● Jobs:
• a. Reproduce the passage of the trip report from "Most notable to" to "manipulation of texts.)".
• b. According to the trip report, why was the writer interested in the keynote's stress on the reusability and modifiability of knowledge representation methods? Answer in one to three sentences.
• c. List every meeting named in the heading of the trip report, with its city and dates.

Trip Report:
International Conference on Very Large-Scale Knowledge Bases and Knowledge
Systems, Tokyo, 1-2 December 1993
Workshop on Very Large-Scale Knowledge Bases and Knowledge Systems, Tokyo,
3-4 December 1993
SGML '93, Boston, 6-9 December 1993
SGML Open Technical Committee meeting, Boston, 10 December 1993
C. M. Sperberg-McQueen
December 1993
This trip report must be too brief to do justice to the
meetings I attended, but perhaps I can record some points of interest.
The International Conference on Building and Sharing of Very
Large-Scale Knowledge Bases '93 was organized by the Japan Information
Processing Development Center, with the avowed hope that it will be followed by
other similar conferences held elsewhere. Some speculation around the conference
held that it was intended as a prelude to a large-scale knowledge base project
intended to be a successor to the Fifth Generation and Electronic Dictionary
Research projects, a connection subtly conveyed by the keynote addresses, given
by by Kazuhiro Fuchi of the Fifth Generation Project and Toshio Yokoi of the
EDR.
Most notable to me, in Yokoi's keynote address, was the
emphasis on problems like "Making information machine-readable" and "Making
information hyperstructured", for which SGML appears to offer an important tool
for future work. I was also interested by the stress on reusability and
modifiability of the knowledge representation methods used in building
large-scale knowledge bases, since many of the concerns expressed mirror those
of the TEI. As the conference wore on, I began to realize that for this
audience, at least, the simplest way to describe the TEI's product is as a 'text
representation language', analogous to a 'knowledge representation language.'
(This notion then invites speculation on how the SGML and TEI communities can
develop better languages for modeling, querying, and manipulation of texts.)

● Given data:
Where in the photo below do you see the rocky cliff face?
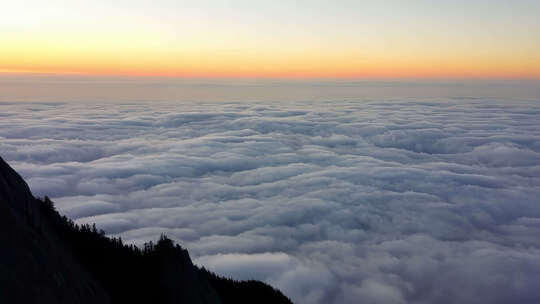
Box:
[0,158,110,304]
[0,158,291,304]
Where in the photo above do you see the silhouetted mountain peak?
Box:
[0,158,291,304]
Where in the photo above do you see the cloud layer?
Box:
[0,98,540,303]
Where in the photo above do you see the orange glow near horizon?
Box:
[0,0,540,78]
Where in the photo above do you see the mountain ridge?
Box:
[0,157,292,304]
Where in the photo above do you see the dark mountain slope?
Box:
[0,158,291,304]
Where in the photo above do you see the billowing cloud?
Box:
[0,98,540,303]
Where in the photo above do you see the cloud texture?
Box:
[0,98,540,303]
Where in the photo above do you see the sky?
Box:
[0,0,540,78]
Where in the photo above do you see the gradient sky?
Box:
[0,0,540,78]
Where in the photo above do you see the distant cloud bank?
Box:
[0,98,540,303]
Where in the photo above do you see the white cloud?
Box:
[0,98,540,303]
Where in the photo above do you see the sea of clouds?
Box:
[0,98,540,304]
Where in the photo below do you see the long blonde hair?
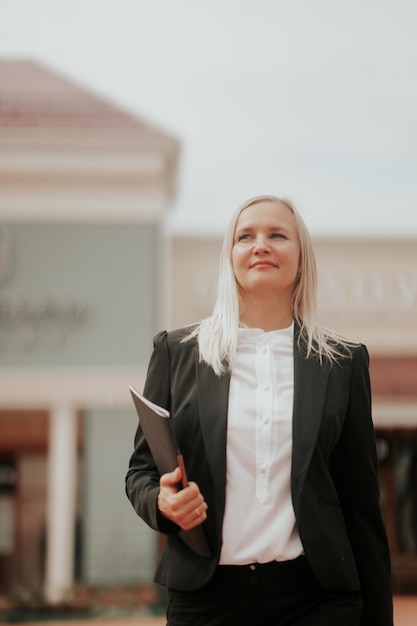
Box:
[183,196,352,376]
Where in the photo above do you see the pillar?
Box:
[45,406,77,604]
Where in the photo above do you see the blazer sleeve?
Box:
[330,346,393,626]
[125,331,179,534]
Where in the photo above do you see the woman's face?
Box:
[232,200,300,302]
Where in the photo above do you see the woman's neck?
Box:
[240,299,293,332]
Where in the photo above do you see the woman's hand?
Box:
[158,467,207,530]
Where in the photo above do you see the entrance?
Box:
[376,428,417,594]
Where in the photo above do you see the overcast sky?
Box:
[0,0,417,236]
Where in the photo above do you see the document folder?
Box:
[129,385,211,558]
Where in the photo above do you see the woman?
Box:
[126,196,392,626]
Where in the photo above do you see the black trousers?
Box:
[167,556,363,626]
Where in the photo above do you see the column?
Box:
[45,406,77,604]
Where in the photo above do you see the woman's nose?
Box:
[254,235,269,252]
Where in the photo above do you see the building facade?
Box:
[0,61,179,603]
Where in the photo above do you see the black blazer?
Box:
[126,328,392,626]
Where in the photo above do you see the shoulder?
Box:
[153,324,198,350]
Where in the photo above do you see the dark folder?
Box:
[129,386,211,557]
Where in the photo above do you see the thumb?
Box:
[159,467,181,487]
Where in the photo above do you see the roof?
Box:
[0,59,164,135]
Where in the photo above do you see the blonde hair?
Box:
[183,196,353,376]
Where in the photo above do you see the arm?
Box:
[330,346,392,626]
[126,331,207,534]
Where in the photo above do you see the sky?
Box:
[0,0,417,237]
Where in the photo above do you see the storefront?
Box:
[0,61,178,603]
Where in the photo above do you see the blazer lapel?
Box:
[196,356,230,486]
[291,333,329,493]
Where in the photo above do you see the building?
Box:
[170,236,417,593]
[0,60,179,602]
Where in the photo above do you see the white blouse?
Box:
[220,324,303,565]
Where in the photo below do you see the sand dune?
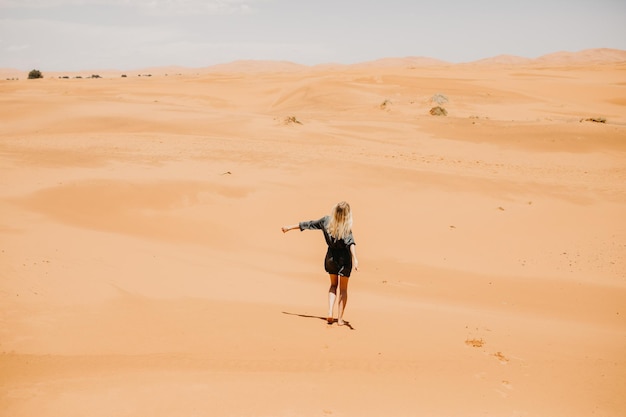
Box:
[0,50,626,417]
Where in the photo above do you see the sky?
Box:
[0,0,626,71]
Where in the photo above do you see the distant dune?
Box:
[0,48,626,80]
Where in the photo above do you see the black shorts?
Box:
[324,250,352,278]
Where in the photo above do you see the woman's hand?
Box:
[350,245,359,272]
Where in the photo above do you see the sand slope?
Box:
[0,51,626,417]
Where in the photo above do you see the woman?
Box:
[282,201,359,326]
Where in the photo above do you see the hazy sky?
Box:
[0,0,626,71]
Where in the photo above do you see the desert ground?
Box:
[0,50,626,417]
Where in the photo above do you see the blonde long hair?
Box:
[328,201,352,239]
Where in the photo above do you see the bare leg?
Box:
[326,274,339,324]
[337,277,349,326]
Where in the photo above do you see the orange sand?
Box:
[0,51,626,417]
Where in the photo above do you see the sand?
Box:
[0,51,626,417]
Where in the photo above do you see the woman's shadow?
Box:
[283,311,354,330]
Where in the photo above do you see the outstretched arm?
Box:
[350,245,359,271]
[281,224,300,233]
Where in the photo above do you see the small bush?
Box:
[283,116,302,125]
[430,106,448,116]
[28,70,43,80]
[380,100,391,110]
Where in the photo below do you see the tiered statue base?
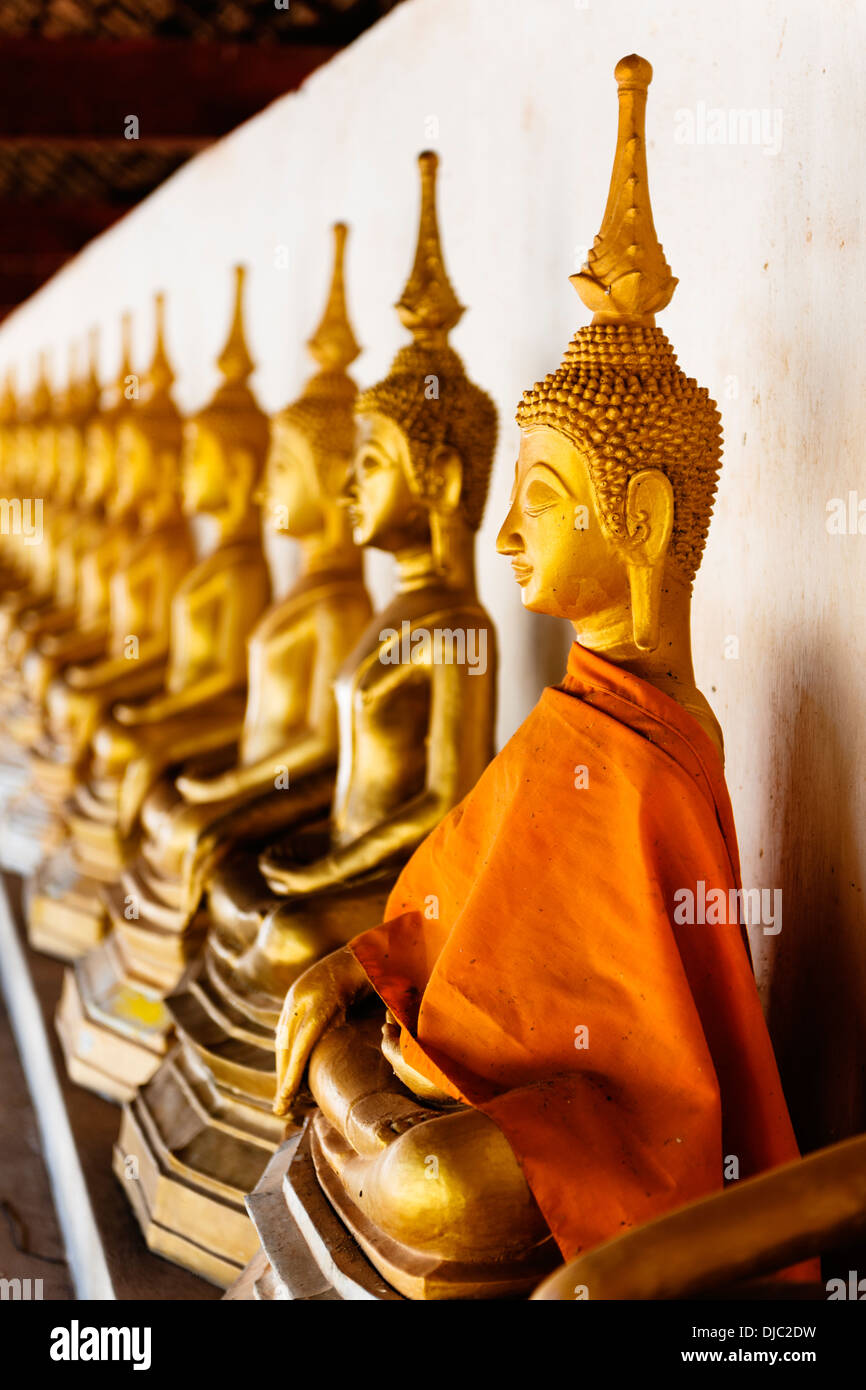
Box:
[114,1044,285,1287]
[25,844,113,960]
[56,934,180,1102]
[229,1112,559,1301]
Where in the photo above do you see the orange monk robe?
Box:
[352,644,798,1259]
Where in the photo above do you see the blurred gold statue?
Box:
[53,267,270,1095]
[28,295,193,959]
[268,57,811,1298]
[118,154,496,1282]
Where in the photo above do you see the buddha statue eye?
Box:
[524,480,563,517]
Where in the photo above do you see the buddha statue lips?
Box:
[275,57,811,1298]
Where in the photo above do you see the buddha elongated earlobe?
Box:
[628,564,663,652]
[626,468,674,652]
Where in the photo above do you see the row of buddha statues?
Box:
[0,57,834,1298]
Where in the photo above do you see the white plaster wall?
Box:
[0,0,866,1143]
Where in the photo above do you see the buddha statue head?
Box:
[113,295,182,530]
[349,152,496,587]
[57,329,99,507]
[498,56,721,660]
[21,352,57,500]
[259,222,361,549]
[259,222,361,549]
[182,265,268,534]
[82,314,133,513]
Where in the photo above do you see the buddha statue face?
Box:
[181,421,228,516]
[81,420,114,507]
[256,417,325,539]
[111,420,157,517]
[496,425,673,645]
[343,413,430,552]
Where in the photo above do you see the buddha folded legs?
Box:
[264,57,817,1298]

● Outputs for the tasks:
• a.
Most notable to me, in Yokoi's keynote address, was the
emphasis on problems like "Making information machine-readable" and "Making
information hyperstructured", for which SGML appears to offer an important tool
for future work. I was also interested by the stress on reusability and
modifiability of the knowledge representation methods used in building
large-scale knowledge bases, since many of the concerns expressed mirror those
of the TEI. As the conference wore on, I began to realize that for this
audience, at least, the simplest way to describe the TEI's product is as a 'text
representation language', analogous to a 'knowledge representation language.'
(This notion then invites speculation on how the SGML and TEI communities can
develop better languages for modeling, querying, and manipulation of texts.)

• b. The writer was interested because many of the concerns expressed about reusability and modifiability mirror those of the TEI.

• c.
- International Conference on Very Large-Scale Knowledge Bases and Knowledge Systems, Tokyo, 1-2 December 1993
- Workshop on Very Large-Scale Knowledge Bases and Knowledge Systems, Tokyo, 3-4 December 1993
- SGML '93, Boston, 6-9 December 1993
- SGML Open Technical Committee meeting, Boston, 10 December 1993